Passage given
--- start ---

Scene-Aware Audio (Voice + Environment)

Set shot="scene" and background_sfx: true to generate speech with environmental audio in the same diffusion pass.

<speak voice="Male, mid 40s. Weathered. Urgent, projecting over wind."
       gender="male" scene="Open dock in a thunderstorm, heavy rain"
       shot="scene">
  <sound>Heavy rain and wind howling</sound>
  <action>He shouts over the storm</action>
  Get the lines! She is pulling loose!
  <sound>Thunder cracks overhead</sound>
  Move! I said move!
</speak>

Multilingual

The model supports major world languages with native fluency. Set the language attribute and write the voice description to match.

<speak voice="Female, mid 70s. Soft alto. Native French speaker, Parisian accent.
Warm like wool blankets. Unhurried." gender="female"
scene="Cozy bedroom, lamplight" language="fr">
  <action>Elle s'assied au bord du lit</action>
  Alors, mon petit. Tu veux que je te raconte l'histoire du renard
  qui a trompé la lune?
</speak>

Long-Form Narration

Text is automatically split at sentence boundaries using Kokoro phoneme-level duration estimation. Voice identity is maintained across chunks via A2V latent conditioning.

<speak voice="An elderly storyteller with a weathered knowing voice.
Deep baritone, slow deliberate pacing."
gender="male">
  Many years later, as he faced the firing squad, Colonel Aureliano Buendia
  was to remember that distant afternoon when his father took him to discover ice.
  At that time Macondo was a village of twenty adobe houses, built on the bank
  of a river of clear water that ran along a bed of polished stones, which were
  white and enormous, like prehistoric eggs.
</speak>

Hardware Requirements

Minimum: 16 GB VRAM (RTX 4060 Ti 16GB, RTX A4000)

INT8 audio transformer + NF4 Gemma quantization. Models are automatically offloaded between GPU and CPU RAM between pipeline stages (encode, diffuse, decode, voice convert). Requires 32 GB system RAM. Default configuration via docker compose up.

--- end ---

Raw records
--- start ---

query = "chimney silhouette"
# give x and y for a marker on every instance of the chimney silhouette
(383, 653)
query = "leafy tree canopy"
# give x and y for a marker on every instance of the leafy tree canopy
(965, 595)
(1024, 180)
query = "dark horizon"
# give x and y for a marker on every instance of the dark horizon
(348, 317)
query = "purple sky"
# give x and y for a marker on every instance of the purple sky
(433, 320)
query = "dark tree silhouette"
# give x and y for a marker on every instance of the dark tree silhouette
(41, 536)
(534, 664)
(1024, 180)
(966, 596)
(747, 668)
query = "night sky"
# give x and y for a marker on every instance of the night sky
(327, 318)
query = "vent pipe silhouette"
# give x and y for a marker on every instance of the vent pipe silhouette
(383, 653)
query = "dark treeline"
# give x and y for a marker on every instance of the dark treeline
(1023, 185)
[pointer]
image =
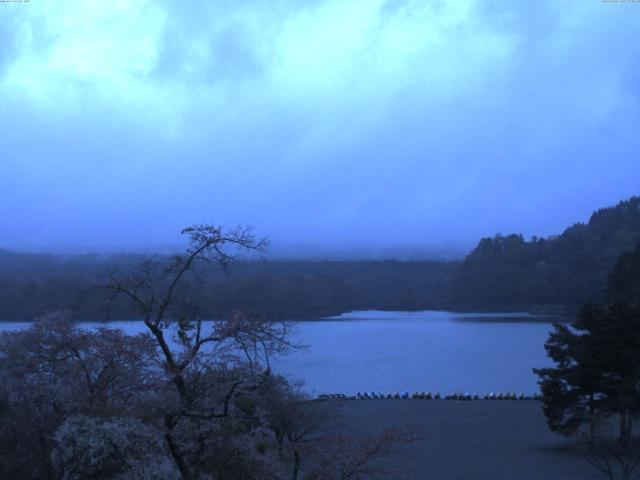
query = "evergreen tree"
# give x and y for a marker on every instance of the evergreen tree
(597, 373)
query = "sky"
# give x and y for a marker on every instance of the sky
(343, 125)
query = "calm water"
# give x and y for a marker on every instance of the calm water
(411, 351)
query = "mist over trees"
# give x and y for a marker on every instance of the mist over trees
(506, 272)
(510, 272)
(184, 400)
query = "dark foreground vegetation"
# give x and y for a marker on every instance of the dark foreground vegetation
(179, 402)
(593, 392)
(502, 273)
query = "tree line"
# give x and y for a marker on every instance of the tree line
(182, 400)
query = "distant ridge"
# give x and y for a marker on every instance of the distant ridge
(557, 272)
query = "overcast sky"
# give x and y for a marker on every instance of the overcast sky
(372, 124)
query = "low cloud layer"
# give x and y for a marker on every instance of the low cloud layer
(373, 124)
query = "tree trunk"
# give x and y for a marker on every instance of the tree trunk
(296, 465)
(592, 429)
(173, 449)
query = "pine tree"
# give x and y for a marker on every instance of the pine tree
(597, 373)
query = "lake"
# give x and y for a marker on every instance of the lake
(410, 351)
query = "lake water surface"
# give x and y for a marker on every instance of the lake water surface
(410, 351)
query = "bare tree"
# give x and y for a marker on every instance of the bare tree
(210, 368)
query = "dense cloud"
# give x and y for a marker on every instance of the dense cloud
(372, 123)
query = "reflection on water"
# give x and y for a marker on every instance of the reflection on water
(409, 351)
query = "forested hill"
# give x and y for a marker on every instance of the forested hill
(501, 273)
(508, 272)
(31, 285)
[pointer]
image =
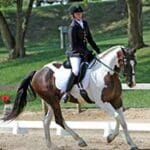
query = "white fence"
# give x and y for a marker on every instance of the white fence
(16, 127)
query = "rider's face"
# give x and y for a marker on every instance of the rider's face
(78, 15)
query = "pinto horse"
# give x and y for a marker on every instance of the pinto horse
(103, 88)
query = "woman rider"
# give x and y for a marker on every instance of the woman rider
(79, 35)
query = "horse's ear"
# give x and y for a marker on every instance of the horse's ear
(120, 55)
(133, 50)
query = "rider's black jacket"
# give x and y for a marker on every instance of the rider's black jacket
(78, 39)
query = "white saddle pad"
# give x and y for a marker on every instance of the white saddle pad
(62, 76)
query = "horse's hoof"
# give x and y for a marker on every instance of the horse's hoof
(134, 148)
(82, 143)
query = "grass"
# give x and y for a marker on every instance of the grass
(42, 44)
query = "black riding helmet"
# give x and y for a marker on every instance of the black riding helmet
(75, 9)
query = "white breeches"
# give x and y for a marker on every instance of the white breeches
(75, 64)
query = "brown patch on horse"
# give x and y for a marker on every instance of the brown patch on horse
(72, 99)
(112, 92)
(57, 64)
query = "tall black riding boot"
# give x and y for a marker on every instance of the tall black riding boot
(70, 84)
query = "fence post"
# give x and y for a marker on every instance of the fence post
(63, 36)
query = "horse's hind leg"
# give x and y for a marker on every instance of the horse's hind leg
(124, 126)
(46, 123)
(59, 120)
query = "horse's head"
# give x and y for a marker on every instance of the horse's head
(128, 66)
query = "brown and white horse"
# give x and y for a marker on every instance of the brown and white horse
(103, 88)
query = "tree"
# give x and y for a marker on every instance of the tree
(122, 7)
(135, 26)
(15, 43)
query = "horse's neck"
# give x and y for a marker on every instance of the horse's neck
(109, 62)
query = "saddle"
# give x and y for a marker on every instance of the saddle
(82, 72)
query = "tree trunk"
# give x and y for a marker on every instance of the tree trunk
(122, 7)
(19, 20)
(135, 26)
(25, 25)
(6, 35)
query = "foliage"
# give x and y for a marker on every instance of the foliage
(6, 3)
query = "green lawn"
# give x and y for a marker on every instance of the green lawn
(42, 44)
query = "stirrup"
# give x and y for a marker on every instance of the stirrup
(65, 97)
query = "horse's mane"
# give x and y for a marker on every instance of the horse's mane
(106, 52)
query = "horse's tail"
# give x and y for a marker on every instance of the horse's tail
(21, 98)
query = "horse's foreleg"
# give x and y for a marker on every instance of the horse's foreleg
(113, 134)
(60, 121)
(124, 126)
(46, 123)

--- end ---

Given request 1
According to the speech synthesis guide, how much system RAM is required?
Given request 2
Set down the span of the speech synthesis guide that begins at the words "Multilingual" and ends after the words "speaker, Parisian accent.".
Work from the speech synthesis guide alone and leave the listing aside.

Exercise answer 1
32 GB.

Exercise answer 2
Multilingual

The model supports major world languages with native fluency. Set the language attribute and write the voice description to match.

<speak voice="Female, mid 70s. Soft alto. Native French speaker, Parisian accent.